# Exercise goal
Summarize the article on Markham's plans for patios and outdoor dining in two sentences.

Extracted text below:

Markham eyes eased restrictions around patios, outdoor dining, shopping
Mayor Frank Scarpitti calls on Alcohol and Gaming Commission of Ontario to extend temporary liquor licence
May 15, 2020
The City of Markham is currently examining ways to support businesses and restaurants now that the province has announced a gradual reopening of the economy.
Flexible rules around patios, outdoor dining and shopping will help businesses recover from the financial hit they have taken during the past couple of months, said Markham Mayor Frank Scarpitti.
An important first step is opening up Markham's historic Main Street Unionville.
Council voted May 12 to prohibit parking at any time on the west side of Main Street, in an effort to assist retailers, restaurants and other businesses by providing additional space for pedestrians still required to physical distance.
“As the economy slowly restarts, we need to focus on making public and outdoor spaces safe, ensuring everyone is comfortable by encouraging businesses to consider using patios and sidewalk shopping, especially as the weather warms up,” Scarpitti said.
While the municipality can facilitate zoning requests, Scarpitti said, some aspects of provincial licensing need to be loosened up to make it easier for an already-struggling hospitality industry to recover while still ensuring public safety.
In a May 12 statement, Scarpitti urged the Alcohol and Gaming Commission of Ontario to ease restrictions by extending the temporary liquor licence beyond the standard 14-day period.
This will allow restaurants to apply for a free, temporary license to get them through the summer months and into fall, instead of applying for a permanent modification.
“Understanding that recovery will not be business as usual, we want to give restaurant and bar owners the flexibility to expand their patios into extra spaces like parking lots, since physical distancing and hygiene guidelines will mean removing tables and serving fewer people than before," he said.
"We hope that the AGCO will consider the impact the COVID-19 pandemic has had on the hospitality industry, and consider modifying its licensing requirements to reduce barriers to restaurants and bars in these trying times."

End of Extracted text.
Material provided below:

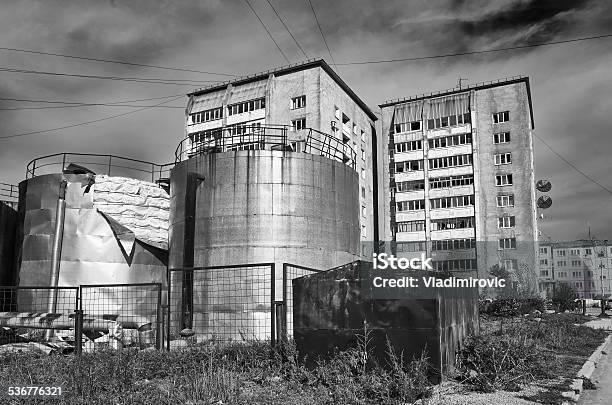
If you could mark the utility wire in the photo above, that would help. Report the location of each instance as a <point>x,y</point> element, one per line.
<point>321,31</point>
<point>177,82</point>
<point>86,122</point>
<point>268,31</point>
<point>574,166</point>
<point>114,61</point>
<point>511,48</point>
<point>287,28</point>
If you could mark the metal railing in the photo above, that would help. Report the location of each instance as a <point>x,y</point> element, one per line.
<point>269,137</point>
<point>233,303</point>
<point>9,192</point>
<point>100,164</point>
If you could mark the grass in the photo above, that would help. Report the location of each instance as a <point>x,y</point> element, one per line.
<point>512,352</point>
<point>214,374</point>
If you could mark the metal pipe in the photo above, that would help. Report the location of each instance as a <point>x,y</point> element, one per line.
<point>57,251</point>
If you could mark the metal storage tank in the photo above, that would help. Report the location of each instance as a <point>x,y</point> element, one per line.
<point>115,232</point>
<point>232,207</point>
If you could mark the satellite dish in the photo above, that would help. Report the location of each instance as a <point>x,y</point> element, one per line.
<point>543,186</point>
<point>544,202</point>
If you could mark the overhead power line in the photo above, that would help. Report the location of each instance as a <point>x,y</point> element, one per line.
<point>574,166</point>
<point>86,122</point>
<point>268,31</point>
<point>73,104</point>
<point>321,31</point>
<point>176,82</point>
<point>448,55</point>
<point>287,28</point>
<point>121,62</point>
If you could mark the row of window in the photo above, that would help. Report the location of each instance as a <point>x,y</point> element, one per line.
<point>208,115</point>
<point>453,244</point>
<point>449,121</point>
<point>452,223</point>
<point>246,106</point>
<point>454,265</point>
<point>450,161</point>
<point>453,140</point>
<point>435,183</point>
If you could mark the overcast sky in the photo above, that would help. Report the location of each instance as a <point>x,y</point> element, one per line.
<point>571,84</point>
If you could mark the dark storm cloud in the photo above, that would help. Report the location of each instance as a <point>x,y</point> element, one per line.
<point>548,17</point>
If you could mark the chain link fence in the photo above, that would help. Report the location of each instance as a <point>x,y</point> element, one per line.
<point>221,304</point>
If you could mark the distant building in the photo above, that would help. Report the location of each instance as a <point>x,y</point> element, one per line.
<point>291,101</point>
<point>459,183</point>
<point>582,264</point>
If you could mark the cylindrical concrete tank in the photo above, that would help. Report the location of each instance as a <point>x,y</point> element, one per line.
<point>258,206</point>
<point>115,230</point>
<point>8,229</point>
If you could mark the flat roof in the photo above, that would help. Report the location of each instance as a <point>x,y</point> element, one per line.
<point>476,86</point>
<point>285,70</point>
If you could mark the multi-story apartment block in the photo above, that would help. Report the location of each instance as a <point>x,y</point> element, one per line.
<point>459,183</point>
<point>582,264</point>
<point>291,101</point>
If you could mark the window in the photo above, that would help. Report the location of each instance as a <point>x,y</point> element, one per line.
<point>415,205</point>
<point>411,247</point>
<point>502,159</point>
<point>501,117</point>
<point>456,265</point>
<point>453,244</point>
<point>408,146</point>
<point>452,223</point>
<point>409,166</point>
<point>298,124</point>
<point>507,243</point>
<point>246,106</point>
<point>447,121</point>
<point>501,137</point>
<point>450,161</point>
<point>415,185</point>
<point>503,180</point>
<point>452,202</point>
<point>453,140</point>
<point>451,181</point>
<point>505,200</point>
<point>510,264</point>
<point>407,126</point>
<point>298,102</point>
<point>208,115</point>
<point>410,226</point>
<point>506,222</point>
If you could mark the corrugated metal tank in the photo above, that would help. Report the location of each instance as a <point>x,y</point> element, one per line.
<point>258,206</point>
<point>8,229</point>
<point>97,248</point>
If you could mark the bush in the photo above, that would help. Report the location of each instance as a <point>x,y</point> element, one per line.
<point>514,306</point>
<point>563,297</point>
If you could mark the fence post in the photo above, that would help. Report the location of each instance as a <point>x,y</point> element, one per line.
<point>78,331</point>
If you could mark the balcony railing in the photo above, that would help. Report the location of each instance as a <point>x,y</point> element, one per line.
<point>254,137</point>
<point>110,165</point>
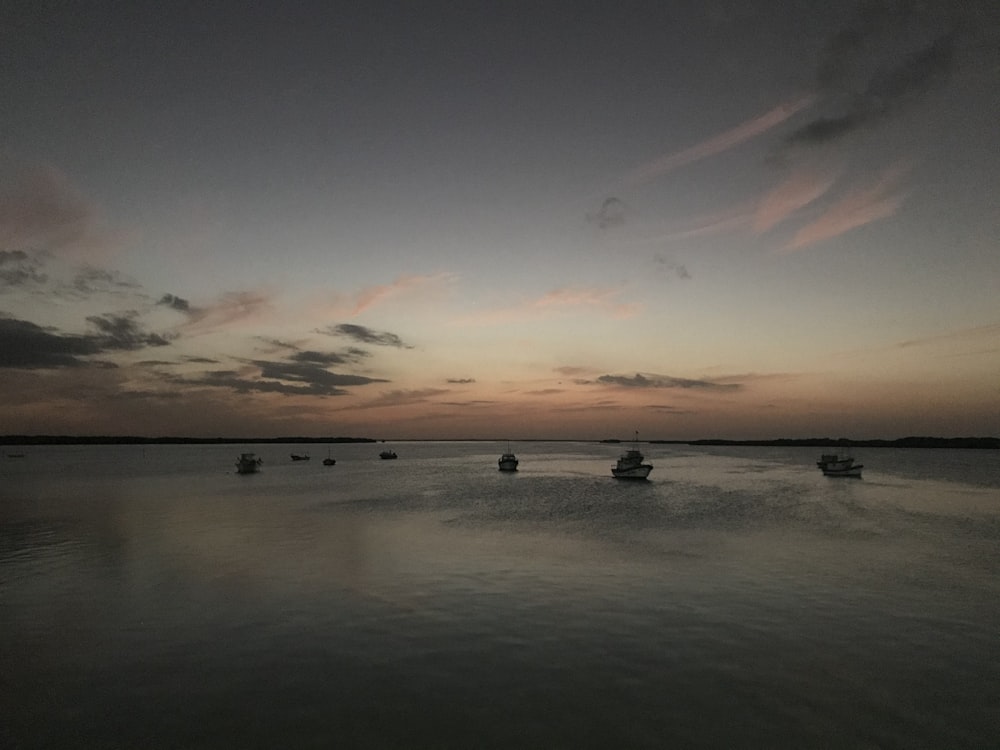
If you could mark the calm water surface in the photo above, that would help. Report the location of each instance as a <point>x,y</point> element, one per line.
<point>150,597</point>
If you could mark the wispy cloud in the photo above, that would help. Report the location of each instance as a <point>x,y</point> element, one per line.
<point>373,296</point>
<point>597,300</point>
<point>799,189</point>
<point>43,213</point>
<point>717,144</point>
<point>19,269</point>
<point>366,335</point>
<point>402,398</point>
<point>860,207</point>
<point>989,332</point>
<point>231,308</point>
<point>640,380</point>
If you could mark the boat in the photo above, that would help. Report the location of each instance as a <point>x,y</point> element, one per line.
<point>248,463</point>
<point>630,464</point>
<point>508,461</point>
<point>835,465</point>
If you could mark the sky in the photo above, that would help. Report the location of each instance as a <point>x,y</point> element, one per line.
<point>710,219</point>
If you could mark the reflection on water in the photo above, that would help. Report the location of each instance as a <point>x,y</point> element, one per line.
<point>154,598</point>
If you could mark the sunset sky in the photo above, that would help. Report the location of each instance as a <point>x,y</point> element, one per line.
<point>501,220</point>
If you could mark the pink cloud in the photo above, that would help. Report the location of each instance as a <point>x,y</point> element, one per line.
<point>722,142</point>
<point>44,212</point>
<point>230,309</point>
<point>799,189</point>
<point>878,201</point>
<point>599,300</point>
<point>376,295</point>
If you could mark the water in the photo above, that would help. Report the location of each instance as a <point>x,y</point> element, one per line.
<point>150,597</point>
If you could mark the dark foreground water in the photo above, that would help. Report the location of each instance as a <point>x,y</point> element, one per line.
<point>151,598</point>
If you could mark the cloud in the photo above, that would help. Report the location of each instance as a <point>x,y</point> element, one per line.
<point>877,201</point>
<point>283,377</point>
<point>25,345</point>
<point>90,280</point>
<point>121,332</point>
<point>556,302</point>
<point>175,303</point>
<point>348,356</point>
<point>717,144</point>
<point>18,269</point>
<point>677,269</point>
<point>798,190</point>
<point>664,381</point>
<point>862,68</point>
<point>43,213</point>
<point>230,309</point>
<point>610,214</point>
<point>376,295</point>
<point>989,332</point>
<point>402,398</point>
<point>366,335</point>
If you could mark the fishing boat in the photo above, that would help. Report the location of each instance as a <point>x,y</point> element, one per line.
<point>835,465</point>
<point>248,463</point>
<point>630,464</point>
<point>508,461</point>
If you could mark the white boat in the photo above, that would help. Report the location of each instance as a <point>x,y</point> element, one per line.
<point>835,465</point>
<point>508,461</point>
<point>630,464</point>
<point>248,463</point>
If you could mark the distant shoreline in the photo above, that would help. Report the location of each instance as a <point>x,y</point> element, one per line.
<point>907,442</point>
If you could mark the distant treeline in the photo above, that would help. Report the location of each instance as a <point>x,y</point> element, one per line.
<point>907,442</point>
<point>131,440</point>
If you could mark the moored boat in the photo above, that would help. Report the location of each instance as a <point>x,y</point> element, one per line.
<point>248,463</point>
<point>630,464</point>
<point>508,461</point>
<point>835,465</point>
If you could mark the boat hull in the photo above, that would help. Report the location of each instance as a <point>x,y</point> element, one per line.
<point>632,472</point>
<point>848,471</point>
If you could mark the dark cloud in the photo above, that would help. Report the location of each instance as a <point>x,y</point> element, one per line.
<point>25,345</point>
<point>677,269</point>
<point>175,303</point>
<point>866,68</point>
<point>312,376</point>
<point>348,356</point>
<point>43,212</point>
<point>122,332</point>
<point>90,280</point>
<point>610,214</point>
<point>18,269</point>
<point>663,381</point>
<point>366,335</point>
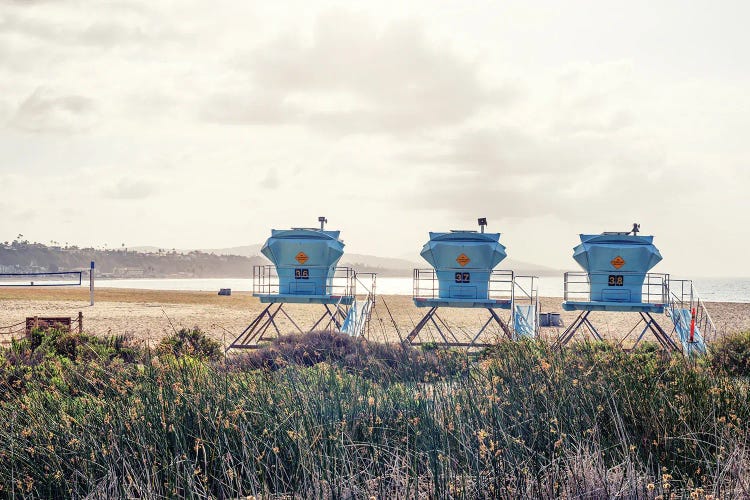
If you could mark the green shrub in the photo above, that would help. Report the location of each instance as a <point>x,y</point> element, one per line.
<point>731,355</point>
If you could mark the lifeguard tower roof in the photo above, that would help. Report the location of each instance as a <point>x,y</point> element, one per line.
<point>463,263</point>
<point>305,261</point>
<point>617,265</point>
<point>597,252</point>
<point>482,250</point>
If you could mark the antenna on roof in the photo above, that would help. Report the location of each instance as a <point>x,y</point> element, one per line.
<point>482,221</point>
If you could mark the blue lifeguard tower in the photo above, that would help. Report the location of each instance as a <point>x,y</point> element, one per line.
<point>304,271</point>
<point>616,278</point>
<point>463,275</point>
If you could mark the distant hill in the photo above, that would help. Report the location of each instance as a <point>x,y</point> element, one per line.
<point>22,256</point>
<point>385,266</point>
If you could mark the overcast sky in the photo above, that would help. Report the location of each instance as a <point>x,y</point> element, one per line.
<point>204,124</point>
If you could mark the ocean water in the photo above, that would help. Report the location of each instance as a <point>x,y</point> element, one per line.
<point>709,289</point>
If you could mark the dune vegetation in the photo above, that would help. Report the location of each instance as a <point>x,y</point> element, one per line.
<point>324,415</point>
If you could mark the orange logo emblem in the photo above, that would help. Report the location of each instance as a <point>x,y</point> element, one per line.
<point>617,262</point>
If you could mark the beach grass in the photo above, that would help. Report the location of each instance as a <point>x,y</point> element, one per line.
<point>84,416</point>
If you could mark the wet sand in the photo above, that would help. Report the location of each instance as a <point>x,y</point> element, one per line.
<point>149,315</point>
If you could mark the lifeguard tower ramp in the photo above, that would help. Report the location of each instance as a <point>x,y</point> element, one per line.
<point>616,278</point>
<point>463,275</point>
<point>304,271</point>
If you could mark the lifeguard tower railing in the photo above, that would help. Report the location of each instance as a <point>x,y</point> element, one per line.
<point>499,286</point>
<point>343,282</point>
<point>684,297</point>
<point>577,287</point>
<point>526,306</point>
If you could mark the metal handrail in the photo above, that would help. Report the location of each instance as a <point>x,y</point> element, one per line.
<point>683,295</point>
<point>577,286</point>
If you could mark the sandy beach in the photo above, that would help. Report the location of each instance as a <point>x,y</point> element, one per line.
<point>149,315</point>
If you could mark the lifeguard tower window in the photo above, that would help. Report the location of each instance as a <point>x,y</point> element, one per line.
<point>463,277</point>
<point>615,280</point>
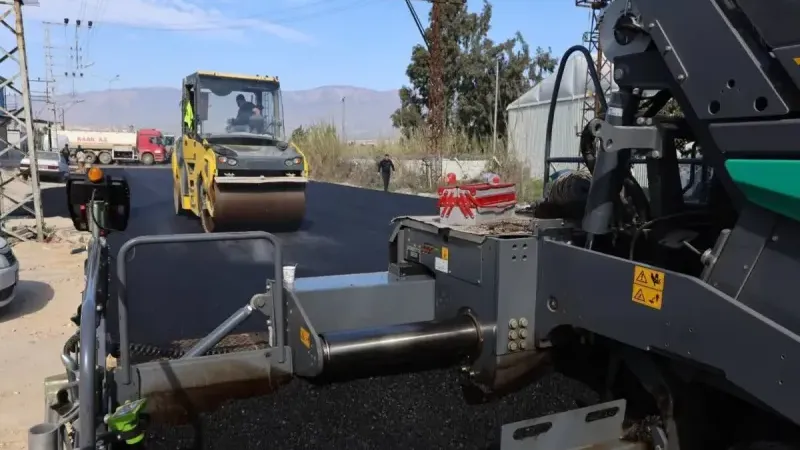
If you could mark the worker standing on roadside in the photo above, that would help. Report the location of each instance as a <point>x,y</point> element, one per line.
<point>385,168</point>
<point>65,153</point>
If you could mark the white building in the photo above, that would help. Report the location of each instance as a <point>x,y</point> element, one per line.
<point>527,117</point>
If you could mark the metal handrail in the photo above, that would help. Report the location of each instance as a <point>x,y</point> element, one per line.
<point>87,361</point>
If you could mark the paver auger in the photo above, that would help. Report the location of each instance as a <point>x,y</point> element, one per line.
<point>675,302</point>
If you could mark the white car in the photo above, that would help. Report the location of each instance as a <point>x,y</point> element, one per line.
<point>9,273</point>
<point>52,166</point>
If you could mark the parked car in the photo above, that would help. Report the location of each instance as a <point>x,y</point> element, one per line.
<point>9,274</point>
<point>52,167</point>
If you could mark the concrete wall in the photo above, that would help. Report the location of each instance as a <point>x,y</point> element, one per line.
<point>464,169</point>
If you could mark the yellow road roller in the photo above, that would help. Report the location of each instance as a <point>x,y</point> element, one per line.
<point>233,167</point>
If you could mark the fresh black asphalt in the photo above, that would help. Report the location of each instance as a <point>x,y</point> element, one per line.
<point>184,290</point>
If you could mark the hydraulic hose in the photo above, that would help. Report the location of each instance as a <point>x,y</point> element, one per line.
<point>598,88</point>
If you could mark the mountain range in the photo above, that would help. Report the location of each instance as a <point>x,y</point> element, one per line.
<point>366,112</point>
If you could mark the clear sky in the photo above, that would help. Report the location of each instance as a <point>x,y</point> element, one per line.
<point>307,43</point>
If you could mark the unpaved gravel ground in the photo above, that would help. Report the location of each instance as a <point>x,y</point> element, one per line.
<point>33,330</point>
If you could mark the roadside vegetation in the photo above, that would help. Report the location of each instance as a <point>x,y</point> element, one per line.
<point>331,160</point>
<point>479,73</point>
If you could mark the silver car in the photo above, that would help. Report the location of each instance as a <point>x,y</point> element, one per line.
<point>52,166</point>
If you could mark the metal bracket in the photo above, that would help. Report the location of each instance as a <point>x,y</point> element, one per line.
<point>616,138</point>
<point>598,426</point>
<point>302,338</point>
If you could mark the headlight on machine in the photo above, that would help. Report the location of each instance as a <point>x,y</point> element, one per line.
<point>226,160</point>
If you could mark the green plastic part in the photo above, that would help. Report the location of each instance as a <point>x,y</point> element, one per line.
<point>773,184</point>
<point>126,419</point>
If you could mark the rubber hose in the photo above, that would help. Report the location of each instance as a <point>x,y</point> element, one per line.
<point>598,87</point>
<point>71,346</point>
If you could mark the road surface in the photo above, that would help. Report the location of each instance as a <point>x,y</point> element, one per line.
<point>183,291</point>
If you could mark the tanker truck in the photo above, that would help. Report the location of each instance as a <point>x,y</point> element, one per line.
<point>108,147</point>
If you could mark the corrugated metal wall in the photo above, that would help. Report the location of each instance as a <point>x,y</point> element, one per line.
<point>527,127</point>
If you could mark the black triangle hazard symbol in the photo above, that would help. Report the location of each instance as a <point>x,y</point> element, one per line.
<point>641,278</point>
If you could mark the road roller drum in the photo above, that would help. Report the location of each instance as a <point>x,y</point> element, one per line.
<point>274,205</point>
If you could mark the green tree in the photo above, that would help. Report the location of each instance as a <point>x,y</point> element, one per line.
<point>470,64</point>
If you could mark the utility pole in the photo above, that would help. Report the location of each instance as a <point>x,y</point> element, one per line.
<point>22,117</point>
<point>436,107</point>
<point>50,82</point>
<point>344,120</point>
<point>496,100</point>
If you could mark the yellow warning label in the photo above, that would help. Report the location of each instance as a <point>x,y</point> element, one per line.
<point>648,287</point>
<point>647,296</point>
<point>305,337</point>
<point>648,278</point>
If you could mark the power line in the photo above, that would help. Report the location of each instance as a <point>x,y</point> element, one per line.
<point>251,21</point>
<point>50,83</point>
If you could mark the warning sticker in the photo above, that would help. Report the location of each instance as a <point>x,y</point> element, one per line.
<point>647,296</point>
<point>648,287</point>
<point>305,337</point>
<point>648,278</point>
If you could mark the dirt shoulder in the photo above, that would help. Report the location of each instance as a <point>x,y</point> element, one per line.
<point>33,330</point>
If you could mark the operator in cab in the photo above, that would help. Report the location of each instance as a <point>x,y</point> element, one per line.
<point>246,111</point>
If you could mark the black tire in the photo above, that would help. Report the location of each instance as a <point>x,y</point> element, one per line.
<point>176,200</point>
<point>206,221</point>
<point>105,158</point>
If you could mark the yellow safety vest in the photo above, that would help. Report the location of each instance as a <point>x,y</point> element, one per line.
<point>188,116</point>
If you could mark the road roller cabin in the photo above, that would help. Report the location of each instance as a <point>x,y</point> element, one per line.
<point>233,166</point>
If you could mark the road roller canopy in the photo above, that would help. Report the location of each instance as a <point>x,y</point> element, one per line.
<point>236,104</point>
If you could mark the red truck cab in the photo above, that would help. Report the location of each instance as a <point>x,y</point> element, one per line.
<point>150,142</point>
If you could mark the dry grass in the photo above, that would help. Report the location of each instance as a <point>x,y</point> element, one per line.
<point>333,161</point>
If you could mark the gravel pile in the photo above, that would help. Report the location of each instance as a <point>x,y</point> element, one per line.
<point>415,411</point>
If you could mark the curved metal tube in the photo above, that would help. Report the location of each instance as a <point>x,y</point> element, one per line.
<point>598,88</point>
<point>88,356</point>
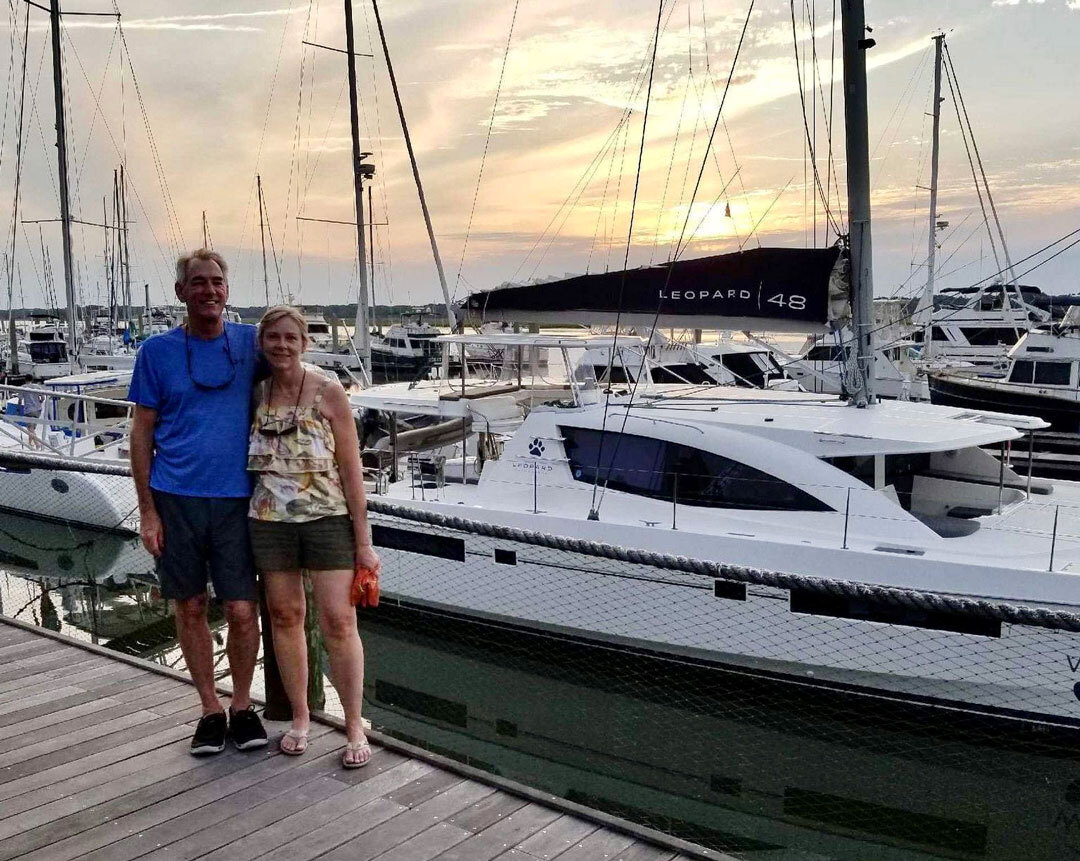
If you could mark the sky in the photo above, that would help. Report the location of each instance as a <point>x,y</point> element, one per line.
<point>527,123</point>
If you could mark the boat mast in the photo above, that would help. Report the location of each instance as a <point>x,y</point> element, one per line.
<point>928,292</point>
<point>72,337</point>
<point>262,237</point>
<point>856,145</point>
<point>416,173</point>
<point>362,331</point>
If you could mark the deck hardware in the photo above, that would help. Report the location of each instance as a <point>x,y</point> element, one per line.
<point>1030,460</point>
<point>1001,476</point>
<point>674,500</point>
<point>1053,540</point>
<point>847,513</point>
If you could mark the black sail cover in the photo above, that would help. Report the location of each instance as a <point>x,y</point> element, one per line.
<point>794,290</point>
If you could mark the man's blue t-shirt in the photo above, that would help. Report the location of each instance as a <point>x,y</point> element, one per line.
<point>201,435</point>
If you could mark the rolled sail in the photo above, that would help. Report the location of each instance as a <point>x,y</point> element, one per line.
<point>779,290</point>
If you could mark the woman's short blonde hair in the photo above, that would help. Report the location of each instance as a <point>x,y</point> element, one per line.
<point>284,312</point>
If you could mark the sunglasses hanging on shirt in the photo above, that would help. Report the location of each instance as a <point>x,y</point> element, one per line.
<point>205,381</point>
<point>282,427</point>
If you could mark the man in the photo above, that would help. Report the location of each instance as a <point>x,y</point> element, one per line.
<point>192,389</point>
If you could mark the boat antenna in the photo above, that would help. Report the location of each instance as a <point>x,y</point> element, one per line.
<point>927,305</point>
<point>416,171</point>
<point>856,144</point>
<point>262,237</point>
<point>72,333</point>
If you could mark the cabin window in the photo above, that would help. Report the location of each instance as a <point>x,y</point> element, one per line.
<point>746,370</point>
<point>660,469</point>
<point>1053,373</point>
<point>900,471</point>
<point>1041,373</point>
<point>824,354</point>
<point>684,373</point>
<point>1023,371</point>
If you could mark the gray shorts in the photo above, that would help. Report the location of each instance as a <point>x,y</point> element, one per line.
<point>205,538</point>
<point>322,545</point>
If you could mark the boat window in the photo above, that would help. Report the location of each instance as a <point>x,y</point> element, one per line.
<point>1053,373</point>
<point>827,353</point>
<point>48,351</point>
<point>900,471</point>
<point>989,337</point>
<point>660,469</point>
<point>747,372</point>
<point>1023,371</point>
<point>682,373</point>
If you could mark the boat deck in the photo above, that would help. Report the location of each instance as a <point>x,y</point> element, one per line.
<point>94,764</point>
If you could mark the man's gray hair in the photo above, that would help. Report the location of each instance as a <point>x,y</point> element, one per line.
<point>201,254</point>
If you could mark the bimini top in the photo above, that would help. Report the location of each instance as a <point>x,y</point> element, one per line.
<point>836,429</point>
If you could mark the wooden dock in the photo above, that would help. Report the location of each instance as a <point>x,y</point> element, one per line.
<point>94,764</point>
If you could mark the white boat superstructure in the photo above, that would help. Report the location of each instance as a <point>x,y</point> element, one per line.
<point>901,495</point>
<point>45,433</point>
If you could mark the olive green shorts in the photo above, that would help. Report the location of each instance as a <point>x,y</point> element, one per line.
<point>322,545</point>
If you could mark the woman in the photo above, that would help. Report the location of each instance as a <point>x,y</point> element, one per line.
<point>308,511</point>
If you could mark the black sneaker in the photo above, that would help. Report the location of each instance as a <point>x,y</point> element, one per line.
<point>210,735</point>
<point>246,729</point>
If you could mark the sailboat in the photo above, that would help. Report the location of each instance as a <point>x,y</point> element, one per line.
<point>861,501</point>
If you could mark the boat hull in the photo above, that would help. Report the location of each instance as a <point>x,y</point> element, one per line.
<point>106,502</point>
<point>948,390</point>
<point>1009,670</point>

End of Material provided.

# Task response
The City of Markham is examining ways to support businesses and restaurants as the province gradually reopens the economy, and council voted on May 12 to prohibit parking at any time on the west side of Main Street Unionville to give pedestrians more space for physical distancing. Mayor Frank Scarpitti urged the Alcohol and Gaming Commission of Ontario to extend the temporary liquor licence beyond the standard 14-day period so that restaurants and bars can expand their patios through the summer and into fall.